- **EXTRAIT DU TEXTE**
►

S’il n’en avait tenu qu’à moi, j’aurais roulé les trois jours du long week-end T-SBK, mais j’ai dû écourter mon plaisir à contrecœur et partir tôt, vendredi midi. En effet, la direction du circuit n’a pas laissé notre photographe Pierre Desilets accéder à la piste pour faire son travail, alors que nous venions faire un essai mais aussi un reportage sur T-SBK et sur Moto Nation (que je remercie chaleureusement pour leur accueil et leur professionnalisme). Du coup, par solidarité avec Pierre, j’ai décidé de tout remballer et de partir avant la fin. Il y a des limites à prendre les gens pour des imbéciles.
St-Eustache nous voila !
Heureusement pour moi, j’ai pu m’inscrire à un roulage de l’ASM Motosport à l’Autodrome St-Eustache le lundi suivant. Une journée magnifique sur un tracé complètement différent, mais qui met en valeur la polyvalence de la Yamaha. En effet, sur cette piste courte et technique, aux virages serrés et où l’on reste la plupart du temps sur les trois premiers rapports, la R1S démontre une agilité extraordinaire. Vive, elle brille dans les épingles, dansant d’une courbe à l’autre avec aisance. Dans le Carrousel, l’avant est solidement planté et permet de rentrer fort, sur les freins. Il ne bouge pas d’un poil et inspire confiance au pilote qui se sent autorisé à forcer le rythme. À la sortie du Carrousel, comme dans le dernier virage, on peut ouvrir les gaz en grand sans crainte de voir l’arrière décrocher, grâce à l’efficience de l’antipatinage et du système SCS. Un vrai charme.

◄

- **TRAVAIL DEMANDÉ**
Recopiez à l'identique, s'il vous plaît, le passage de l'extrait sur l'essai de la Yamaha R1S allant de « Heureusement pour moi, j’ai » jusqu'à « Un vrai charme. » inclus.

- **DONNÉES FOURNIES**
►

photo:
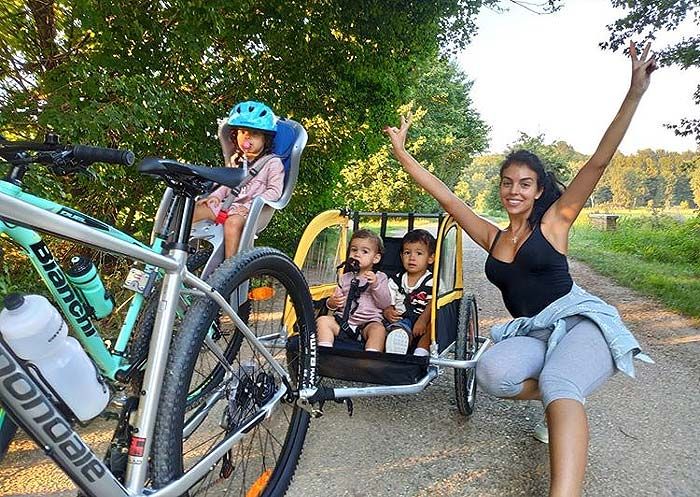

◄

- **RÉSULTAT OBTENU**
Heureusement pour moi, j’ai pu m’inscrire à un roulage de l’ASM Motosport à l’Autodrome St-Eustache le lundi suivant. Une journée magnifique sur un tracé complètement différent, mais qui met en valeur la polyvalence de la Yamaha. En effet, sur cette piste courte et technique, aux virages serrés et où l’on reste la plupart du temps sur les trois premiers rapports, la R1S démontre une agilité extraordinaire. Vive, elle brille dans les épingles, dansant d’une courbe à l’autre avec aisance. Dans le Carrousel, l’avant est solidement planté et permet de rentrer fort, sur les freins. Il ne bouge pas d’un poil et inspire confiance au pilote qui se sent autorisé à forcer le rythme. À la sortie du Carrousel, comme dans le dernier virage, on peut ouvrir les gaz en grand sans crainte de voir l’arrière décrocher, grâce à l’efficience de l’antipatinage et du système SCS. Un vrai charme.